* _Given instruction_
Rewrite the rows from the line with "Target: child's mouth" to the line with "column 267, row 134", replacing "one dot" with "a single dot" and leaving everything else as it is.
* start *
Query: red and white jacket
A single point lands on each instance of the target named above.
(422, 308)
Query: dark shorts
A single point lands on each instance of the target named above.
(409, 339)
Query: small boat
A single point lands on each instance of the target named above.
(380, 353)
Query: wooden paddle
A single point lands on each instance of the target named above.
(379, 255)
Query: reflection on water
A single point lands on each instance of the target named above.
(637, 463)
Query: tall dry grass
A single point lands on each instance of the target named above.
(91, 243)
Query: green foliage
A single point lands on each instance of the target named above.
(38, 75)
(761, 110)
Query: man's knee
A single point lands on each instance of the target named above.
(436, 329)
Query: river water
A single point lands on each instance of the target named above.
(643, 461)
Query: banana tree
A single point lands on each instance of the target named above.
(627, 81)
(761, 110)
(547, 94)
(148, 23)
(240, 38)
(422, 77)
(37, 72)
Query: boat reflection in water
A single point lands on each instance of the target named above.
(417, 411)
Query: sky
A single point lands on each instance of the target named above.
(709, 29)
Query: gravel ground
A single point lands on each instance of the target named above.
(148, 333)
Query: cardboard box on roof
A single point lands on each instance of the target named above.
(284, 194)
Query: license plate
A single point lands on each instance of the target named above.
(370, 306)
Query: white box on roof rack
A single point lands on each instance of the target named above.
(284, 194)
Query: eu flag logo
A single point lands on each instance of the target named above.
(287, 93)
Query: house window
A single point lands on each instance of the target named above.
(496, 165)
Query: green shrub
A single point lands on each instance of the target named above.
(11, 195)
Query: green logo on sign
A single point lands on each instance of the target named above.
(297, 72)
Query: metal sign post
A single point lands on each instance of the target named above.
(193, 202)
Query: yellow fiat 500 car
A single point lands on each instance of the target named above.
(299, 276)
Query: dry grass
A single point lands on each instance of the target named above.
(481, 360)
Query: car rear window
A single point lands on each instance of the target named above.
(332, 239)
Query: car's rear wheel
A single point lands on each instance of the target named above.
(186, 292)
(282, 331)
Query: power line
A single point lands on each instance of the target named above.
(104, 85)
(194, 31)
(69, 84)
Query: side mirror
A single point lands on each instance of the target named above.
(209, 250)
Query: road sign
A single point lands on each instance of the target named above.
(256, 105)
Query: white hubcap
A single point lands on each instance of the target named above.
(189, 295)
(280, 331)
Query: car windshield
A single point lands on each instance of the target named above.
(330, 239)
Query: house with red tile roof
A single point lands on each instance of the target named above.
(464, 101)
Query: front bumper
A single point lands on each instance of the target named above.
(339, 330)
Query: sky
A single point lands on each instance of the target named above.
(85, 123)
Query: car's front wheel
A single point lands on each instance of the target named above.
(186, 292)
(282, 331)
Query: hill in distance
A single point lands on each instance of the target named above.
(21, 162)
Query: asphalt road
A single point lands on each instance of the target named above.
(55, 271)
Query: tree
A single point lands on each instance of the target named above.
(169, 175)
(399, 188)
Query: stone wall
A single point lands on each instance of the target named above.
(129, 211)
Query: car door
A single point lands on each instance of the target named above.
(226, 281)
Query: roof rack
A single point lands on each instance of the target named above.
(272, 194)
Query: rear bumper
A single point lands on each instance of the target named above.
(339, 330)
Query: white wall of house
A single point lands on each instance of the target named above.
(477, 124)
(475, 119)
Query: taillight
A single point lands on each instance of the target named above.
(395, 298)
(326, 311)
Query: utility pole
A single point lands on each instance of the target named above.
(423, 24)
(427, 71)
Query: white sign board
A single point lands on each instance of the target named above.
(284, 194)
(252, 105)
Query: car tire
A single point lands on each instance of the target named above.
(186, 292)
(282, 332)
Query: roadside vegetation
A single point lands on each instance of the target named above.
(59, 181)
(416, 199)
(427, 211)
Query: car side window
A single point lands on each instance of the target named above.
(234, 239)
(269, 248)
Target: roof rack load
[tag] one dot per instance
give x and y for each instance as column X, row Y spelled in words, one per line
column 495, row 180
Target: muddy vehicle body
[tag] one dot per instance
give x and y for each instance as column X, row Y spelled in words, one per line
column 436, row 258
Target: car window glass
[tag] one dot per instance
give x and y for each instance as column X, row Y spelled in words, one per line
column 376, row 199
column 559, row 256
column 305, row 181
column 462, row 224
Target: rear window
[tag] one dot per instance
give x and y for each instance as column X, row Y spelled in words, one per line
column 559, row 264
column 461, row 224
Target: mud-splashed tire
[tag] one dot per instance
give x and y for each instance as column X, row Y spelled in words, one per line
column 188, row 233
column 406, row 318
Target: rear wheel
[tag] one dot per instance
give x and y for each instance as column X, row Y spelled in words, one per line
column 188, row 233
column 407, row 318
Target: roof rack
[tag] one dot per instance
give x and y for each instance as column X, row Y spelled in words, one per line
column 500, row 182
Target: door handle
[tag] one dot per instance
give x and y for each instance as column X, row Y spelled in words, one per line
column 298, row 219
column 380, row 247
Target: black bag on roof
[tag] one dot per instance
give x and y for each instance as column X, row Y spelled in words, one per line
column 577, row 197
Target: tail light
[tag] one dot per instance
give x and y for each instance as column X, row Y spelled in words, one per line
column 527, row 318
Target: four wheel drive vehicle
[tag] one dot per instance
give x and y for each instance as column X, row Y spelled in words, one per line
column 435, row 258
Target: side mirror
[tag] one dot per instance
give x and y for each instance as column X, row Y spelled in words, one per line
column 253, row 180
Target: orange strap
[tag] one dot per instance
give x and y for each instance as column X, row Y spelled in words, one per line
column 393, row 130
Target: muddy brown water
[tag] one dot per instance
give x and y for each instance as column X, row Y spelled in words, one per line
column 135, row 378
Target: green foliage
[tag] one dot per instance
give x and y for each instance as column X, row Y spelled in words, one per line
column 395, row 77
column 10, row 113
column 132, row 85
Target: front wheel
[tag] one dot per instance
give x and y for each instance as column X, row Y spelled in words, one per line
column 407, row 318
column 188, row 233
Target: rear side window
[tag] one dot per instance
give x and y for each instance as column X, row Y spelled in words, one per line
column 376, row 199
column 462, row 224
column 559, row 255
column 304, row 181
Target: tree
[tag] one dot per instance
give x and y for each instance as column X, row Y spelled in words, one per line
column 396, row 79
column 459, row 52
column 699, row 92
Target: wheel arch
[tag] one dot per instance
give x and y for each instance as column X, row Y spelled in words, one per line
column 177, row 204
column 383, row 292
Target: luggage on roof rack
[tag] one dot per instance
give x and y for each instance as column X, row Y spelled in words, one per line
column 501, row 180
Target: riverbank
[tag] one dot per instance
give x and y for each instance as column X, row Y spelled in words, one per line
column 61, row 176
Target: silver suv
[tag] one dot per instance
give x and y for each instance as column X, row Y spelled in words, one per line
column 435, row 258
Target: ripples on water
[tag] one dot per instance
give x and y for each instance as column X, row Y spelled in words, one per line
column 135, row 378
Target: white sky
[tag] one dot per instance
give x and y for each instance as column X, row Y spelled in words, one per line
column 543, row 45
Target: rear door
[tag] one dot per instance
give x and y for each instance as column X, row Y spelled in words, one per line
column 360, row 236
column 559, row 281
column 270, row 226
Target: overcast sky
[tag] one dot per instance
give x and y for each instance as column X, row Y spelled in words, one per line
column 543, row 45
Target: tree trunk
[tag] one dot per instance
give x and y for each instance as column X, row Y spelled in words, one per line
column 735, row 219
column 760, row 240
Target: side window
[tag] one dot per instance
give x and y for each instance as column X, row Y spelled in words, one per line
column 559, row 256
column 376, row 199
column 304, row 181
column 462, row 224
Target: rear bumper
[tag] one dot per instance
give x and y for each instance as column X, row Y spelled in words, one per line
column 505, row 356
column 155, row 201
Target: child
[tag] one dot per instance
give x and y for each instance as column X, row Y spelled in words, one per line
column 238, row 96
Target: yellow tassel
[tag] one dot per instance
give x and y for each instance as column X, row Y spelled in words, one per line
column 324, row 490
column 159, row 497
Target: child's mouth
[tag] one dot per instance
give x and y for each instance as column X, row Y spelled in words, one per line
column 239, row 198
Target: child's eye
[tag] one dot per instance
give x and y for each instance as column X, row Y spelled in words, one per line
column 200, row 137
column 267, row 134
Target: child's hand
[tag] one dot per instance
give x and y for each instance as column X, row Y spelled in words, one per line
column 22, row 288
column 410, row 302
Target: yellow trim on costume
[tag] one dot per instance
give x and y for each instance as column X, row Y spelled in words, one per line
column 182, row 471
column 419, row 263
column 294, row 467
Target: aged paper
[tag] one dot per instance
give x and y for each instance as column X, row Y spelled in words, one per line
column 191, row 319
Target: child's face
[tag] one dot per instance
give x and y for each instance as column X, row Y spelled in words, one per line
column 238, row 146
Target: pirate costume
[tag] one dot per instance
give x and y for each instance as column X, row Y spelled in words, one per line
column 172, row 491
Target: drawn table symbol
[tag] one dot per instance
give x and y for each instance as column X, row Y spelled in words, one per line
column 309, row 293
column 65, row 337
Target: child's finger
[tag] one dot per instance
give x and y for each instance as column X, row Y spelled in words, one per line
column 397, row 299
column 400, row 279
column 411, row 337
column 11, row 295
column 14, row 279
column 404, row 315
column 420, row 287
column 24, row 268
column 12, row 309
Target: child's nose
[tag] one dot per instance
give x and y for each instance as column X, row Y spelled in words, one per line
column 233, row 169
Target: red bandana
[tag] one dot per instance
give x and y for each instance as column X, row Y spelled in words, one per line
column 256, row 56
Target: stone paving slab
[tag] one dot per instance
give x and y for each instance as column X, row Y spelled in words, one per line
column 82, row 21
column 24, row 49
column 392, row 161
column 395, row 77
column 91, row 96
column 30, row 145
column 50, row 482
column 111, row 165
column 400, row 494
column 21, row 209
* end *
* _Full output_
Target: child's mouth
[tag] a single dot per instance
give x and y for each instance as column X, row Y spelled in words, one per line
column 239, row 198
Target: child's eye
[tag] a single dot per instance
give x and y for each instance as column X, row Y spelled in words, one per line
column 200, row 137
column 267, row 134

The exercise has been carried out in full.